## BRIEF:
Convert every item below into a JSON list of strings, one string per line, leaving out any blank lines.

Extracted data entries
- - - - - - -
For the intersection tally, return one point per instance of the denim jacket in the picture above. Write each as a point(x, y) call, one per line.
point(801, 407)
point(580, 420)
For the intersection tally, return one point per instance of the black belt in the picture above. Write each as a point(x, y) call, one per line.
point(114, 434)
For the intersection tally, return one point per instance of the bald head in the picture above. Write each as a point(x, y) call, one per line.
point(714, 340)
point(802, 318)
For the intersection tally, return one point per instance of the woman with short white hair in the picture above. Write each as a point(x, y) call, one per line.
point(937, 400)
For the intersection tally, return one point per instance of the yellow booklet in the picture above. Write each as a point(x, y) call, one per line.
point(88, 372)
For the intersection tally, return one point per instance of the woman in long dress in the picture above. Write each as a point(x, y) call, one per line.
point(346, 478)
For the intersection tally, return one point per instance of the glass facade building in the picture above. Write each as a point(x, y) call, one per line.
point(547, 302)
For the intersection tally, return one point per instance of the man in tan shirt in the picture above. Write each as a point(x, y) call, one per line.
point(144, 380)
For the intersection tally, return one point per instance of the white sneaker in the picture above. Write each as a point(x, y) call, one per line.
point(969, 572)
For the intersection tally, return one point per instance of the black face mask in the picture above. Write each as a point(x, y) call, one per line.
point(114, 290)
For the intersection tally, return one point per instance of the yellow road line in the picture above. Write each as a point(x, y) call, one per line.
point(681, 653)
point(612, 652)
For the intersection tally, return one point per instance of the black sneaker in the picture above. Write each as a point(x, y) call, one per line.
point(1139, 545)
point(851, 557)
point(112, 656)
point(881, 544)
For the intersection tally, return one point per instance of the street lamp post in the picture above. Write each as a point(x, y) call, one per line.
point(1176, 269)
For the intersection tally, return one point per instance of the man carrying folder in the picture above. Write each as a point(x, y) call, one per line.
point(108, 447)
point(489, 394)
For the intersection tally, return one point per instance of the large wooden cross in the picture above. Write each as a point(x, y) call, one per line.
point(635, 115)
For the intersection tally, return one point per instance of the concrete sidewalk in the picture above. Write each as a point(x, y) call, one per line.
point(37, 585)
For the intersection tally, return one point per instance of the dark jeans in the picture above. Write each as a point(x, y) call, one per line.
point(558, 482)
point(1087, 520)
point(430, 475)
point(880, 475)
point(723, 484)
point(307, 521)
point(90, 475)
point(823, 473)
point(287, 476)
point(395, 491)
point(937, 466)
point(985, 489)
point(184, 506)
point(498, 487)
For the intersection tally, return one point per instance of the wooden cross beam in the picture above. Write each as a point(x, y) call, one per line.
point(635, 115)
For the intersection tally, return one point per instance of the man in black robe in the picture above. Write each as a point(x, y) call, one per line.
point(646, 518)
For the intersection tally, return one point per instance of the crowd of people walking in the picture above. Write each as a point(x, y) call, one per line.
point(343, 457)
- - - - - - -
## CORRECT RESPONSE:
[
  "For the intersection tally, return one point per instance of the denim jacket in the picture above. Write each as a point(x, y) call, one per line.",
  "point(801, 407)",
  "point(580, 420)",
  "For the intersection tally, return one point per instance of the black belt in the picture above. Write each as a point(x, y) call, one per line.",
  "point(114, 434)",
  "For the intersection tally, return one point per instance of the bald head in the picture above. Write each as a point(x, y) call, one per line.",
  "point(714, 340)",
  "point(802, 318)",
  "For the intersection tally, return one point per instance of the woman with short white hair in the picture above. Write each as a point(x, y) call, one per line.",
  "point(937, 400)",
  "For the intersection tally, return one point per instance of the yellow booklet in the picture above. Write each as a point(x, y) call, one per line.",
  "point(88, 372)",
  "For the intersection tally, return one point per instance of the woman in long dress in the picture above. Write each as a point(x, y) call, one per line.",
  "point(346, 478)",
  "For the intersection tally, return one point per instance of the glass facade building in the picture above. Write each as a point(x, y) call, one per line.",
  "point(547, 302)",
  "For the intersection tally, return one point per instance of the man in tan shirt in the picture above. Write each as a point(x, y) call, one per line.",
  "point(144, 380)",
  "For the intersection tally, return one point per instance of the white sneaker in the picture above. Write each as a point(x, y) call, one per line.",
  "point(969, 572)",
  "For the intersection tally, return one point per instance of the black face mask in the picture above. Write each as a point(x, y) call, one per line.",
  "point(114, 290)",
  "For the intersection tally, return one point per instance of the yellow road line in the picture above. Write each as a point(x, y) call, one per line.",
  "point(681, 653)",
  "point(612, 652)",
  "For the intersection tally, return one point per instance of the black sneaker in the picture above. Write each as a point(x, y) call, one per line.",
  "point(1139, 545)",
  "point(851, 557)",
  "point(112, 656)",
  "point(881, 544)",
  "For the intersection tally, return one point per instance of the street lamp post in the picture above. Write each as a point(x, y) call, one per line.",
  "point(1176, 269)",
  "For the intersection tally, return one point per instance of the man carrying folder in the picture above. Write each as a point(x, y) call, one per line.",
  "point(108, 447)",
  "point(489, 394)",
  "For the intersection tally, return one point per instance of the large wooden cross in the picture above. Write each as a point(x, y) call, one per line.",
  "point(635, 115)",
  "For the intersection tally, return one point per instance of the concrete sidewalk in the picture above. Write each as a point(x, y) call, one per line.",
  "point(37, 585)",
  "For the intersection tally, return one point per instance of the dark jeans in the picture above. Write each as a point(x, y) call, one per line.",
  "point(558, 482)",
  "point(1087, 520)",
  "point(430, 475)",
  "point(880, 475)",
  "point(723, 484)",
  "point(307, 521)",
  "point(90, 475)",
  "point(823, 473)",
  "point(287, 476)",
  "point(395, 491)",
  "point(937, 466)",
  "point(985, 489)",
  "point(184, 506)",
  "point(498, 487)",
  "For the intersection tally, return one point per instance of the wooden cross beam in the picture above. Write each as a point(x, y) call, one per line.",
  "point(635, 115)",
  "For the intersection tally, return one point per instance of the man in black robe in the picture above. Write each as a point(x, y) call, one per line.",
  "point(646, 518)",
  "For the intersection tally, return one point per instance of the crowd of people walking in the picture above. Write each as a point(x, y) call, one per line.",
  "point(343, 457)"
]